Data shown Block Start

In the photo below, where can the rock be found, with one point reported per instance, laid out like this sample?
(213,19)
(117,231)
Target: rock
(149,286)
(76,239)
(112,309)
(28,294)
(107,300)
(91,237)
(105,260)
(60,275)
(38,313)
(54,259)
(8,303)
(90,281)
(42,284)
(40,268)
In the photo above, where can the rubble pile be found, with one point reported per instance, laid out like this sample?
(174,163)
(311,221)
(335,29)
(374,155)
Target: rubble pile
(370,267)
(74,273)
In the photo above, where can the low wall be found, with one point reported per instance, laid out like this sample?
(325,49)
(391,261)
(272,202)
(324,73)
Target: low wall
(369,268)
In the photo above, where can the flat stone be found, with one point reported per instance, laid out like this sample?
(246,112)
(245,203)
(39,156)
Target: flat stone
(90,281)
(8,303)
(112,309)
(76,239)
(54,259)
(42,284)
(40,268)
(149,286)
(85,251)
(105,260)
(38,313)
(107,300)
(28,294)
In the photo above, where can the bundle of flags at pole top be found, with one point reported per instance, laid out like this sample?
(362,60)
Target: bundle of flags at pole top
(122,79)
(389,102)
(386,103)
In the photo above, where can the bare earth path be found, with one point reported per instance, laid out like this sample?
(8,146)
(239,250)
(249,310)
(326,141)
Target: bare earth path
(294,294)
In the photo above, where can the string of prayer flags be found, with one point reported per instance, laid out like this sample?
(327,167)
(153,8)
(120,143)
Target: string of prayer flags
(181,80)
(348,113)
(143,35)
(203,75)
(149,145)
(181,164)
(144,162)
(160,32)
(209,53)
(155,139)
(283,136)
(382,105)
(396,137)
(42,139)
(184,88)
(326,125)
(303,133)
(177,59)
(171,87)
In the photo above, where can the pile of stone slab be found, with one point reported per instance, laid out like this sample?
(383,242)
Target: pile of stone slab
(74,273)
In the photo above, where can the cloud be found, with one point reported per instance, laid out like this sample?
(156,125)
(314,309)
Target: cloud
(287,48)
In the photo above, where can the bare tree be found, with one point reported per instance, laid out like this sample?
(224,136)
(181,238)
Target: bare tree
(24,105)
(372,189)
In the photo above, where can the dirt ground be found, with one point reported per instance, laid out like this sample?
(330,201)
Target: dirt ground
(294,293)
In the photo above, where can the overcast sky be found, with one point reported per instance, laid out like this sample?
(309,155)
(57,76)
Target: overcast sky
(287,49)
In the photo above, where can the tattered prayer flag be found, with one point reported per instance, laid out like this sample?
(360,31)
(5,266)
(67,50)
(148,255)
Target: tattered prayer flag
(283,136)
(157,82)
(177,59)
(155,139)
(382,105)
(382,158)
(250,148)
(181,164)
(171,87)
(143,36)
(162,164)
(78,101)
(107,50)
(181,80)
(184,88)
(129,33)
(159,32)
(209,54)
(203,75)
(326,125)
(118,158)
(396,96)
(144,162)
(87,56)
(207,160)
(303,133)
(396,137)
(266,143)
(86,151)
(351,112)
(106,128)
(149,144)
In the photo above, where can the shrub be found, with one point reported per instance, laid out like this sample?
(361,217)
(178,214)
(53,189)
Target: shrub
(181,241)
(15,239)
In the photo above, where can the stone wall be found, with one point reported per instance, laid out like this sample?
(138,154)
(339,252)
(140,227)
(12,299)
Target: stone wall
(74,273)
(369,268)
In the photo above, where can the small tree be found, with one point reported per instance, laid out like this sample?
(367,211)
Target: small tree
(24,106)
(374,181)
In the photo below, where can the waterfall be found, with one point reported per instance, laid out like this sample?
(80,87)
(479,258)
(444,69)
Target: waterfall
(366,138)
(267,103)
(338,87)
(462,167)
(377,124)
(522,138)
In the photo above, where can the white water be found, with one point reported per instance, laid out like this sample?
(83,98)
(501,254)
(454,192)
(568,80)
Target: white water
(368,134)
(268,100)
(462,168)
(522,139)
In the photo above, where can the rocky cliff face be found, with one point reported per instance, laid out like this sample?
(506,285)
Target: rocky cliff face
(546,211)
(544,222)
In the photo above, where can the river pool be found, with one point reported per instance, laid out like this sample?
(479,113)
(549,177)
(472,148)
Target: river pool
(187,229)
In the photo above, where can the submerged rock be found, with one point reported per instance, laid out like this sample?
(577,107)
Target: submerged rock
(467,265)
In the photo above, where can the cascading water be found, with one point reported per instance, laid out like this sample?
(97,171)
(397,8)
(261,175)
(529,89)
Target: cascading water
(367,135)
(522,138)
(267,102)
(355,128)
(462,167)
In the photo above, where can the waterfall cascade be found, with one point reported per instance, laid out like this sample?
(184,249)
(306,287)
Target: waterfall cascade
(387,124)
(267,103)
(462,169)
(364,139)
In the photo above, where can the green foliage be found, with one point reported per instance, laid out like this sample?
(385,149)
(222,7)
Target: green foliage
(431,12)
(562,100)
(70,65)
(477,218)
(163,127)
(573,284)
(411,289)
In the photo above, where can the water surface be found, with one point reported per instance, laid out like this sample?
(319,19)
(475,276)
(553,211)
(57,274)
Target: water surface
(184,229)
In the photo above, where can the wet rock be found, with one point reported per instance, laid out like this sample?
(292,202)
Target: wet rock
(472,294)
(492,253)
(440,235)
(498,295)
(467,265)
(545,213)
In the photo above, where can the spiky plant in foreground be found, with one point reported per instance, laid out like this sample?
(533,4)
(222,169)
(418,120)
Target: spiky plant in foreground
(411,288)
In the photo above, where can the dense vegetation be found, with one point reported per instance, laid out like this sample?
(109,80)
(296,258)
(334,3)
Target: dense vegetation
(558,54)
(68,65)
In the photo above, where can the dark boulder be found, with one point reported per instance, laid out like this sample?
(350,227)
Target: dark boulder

Data shown Block End

_What you need to do:_
Every line of the records containing the word "dark" must appear in the answer.

_Result below:_
In the photo above, where can the dark boulder be found, with one point reported per instance, laid out like this sample?
Target: dark boulder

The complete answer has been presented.